**Things to do**:
**1.** Answer these questions from the passage about Peter the Iberian:
(a) In what place did he found the first Georgian monastery?
(b) Of what place did he become bishop?
(c) Who was his father?
**2.** Transcribe the passage about Peter the Iberian from "His accomplishments include" up to and including "with his father.".

**Passage**:

Georgian philosopher and saint

Peter the Iberian (პეტრე იბერი) (c. 417–491) was a Georgian royal prince, theologian and philosopher who was a prominent figure in early Christianity and one of the founders of Christian Neoplatonism. Some have claimed that he is the author known conventionally as Pseudo-Dionysius the Areopagite.

His accomplishments include founding the first Georgian monastery in Bethlehem and becoming the bishop of Maiuma near Gaza. The oldest Georgian Bir el Qutt inscriptions mention Peter with his father.

==Life==
===Early life in Iberia, Constantinople and Jerusalem===
Peter was born into the royal Chosroid dynasty of the Kings of Iberia (Eastern Georgia) and was initially named Murvan (alternatively, Nabarnugios), Prince of Iberia (Kartli). His father, King Bosmarios of Iberia, invited noted philosopher Mithridates from Lazica (also called John the Eunuch and John the Laz) to take part in Murvan's education. For a time, the child was kept hidden so as not to be delivered as a hostage to the Persians.

(Records drawn from a dataset)
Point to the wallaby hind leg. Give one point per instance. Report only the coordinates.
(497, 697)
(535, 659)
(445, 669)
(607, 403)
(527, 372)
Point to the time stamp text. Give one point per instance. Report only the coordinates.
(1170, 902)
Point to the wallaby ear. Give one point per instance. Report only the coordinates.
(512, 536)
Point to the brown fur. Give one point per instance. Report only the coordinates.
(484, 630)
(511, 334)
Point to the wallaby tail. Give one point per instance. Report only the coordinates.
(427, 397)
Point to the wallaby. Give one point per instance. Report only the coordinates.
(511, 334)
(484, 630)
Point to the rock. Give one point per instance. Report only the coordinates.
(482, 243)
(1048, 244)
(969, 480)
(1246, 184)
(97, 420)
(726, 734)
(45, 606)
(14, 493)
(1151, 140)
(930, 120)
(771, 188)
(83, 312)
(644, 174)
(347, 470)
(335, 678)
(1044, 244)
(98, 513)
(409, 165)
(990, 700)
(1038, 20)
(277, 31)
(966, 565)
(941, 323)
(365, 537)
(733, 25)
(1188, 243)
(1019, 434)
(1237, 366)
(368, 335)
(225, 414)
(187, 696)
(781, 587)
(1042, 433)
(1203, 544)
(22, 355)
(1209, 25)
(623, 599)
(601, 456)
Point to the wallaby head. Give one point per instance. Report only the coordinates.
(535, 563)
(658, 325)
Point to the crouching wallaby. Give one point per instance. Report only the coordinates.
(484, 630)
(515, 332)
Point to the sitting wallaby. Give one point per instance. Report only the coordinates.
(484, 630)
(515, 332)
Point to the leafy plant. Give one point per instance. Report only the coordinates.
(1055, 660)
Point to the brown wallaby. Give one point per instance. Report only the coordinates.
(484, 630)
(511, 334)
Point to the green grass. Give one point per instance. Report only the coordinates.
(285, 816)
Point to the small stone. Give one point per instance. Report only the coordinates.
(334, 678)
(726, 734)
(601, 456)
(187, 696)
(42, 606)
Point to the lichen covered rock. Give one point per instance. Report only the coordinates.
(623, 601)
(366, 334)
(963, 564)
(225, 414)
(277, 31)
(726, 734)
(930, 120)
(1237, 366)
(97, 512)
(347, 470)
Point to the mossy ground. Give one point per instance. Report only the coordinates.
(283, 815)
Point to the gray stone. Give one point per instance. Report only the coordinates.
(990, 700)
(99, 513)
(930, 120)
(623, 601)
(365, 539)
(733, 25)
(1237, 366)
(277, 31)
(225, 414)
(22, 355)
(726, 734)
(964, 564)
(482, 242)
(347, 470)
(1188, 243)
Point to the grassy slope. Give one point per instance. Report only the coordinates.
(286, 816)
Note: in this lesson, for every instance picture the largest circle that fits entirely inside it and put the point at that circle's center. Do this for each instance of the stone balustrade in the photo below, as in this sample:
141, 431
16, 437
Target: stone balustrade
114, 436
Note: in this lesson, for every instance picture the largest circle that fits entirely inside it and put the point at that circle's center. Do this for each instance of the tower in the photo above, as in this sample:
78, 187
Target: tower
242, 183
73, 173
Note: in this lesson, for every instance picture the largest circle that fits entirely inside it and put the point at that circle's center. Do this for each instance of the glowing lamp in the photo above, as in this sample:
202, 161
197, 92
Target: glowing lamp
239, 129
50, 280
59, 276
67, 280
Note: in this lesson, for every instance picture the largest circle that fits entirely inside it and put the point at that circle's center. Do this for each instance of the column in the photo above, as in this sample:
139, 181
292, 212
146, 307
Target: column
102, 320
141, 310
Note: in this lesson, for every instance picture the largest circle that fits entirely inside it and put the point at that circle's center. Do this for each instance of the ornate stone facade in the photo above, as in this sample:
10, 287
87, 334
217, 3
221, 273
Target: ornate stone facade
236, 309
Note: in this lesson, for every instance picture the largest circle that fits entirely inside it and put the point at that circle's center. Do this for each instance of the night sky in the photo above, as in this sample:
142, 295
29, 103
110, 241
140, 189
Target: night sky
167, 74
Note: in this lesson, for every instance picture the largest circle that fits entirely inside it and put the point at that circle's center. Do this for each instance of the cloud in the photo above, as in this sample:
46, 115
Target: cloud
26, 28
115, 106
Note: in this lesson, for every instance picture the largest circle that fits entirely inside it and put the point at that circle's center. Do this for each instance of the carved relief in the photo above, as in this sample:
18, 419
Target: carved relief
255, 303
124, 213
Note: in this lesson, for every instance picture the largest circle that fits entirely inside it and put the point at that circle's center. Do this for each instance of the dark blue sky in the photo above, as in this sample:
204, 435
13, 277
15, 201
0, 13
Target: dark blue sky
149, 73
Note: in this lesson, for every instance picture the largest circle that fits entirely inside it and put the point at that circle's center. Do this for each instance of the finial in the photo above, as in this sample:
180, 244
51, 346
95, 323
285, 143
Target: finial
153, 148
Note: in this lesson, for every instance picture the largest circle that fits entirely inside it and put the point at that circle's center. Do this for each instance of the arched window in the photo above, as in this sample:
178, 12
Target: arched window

**Results for each task**:
**1.**
(a) Bethlehem
(b) Maiuma near Gaza
(c) King Bosmarios of Iberia

**2.**
His accomplishments include founding the first Georgian monastery in Bethlehem and becoming the bishop of Maiuma near Gaza. The oldest Georgian Bir el Qutt inscriptions mention Peter with his father.